───── Provided records ─────

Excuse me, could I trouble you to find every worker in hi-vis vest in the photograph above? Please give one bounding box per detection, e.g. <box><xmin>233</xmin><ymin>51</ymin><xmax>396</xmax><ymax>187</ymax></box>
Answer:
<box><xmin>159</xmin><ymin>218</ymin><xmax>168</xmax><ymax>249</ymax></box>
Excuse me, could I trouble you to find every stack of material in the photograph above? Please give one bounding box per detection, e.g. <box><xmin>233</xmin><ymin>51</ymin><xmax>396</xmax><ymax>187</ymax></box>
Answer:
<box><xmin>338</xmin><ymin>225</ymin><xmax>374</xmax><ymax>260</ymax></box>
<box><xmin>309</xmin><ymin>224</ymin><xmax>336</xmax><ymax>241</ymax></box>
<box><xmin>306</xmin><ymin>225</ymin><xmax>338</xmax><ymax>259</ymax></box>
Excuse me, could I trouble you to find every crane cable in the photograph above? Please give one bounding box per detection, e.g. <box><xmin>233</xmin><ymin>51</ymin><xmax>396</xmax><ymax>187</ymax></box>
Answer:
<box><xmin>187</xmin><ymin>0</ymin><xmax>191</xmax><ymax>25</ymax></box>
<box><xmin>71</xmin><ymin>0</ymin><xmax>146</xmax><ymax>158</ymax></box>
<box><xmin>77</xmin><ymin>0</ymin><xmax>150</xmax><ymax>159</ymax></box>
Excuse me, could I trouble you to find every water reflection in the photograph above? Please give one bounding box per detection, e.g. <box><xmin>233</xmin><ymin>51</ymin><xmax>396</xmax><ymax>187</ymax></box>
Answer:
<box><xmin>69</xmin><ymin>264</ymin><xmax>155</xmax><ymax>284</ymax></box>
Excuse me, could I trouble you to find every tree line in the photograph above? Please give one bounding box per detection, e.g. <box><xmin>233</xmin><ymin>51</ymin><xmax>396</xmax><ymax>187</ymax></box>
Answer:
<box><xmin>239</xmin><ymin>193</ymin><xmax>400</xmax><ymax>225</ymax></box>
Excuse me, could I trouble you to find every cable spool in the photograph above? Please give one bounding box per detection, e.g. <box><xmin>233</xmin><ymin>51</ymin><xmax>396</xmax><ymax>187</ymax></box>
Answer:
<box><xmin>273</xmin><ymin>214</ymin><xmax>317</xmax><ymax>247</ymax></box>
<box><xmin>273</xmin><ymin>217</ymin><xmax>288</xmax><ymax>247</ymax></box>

─────

Where a line in the entries holds "cable", copy that line.

* Written response
Excuse me, could I trouble you to find every crane cable in the photograph above? Please give one bounding box per detection, e.g. <box><xmin>233</xmin><ymin>51</ymin><xmax>396</xmax><ymax>187</ymax></box>
Excuse me, could I trouble you to find every cable spool in the photograph above? Please give one bounding box per detection, e.g. <box><xmin>233</xmin><ymin>51</ymin><xmax>396</xmax><ymax>187</ymax></box>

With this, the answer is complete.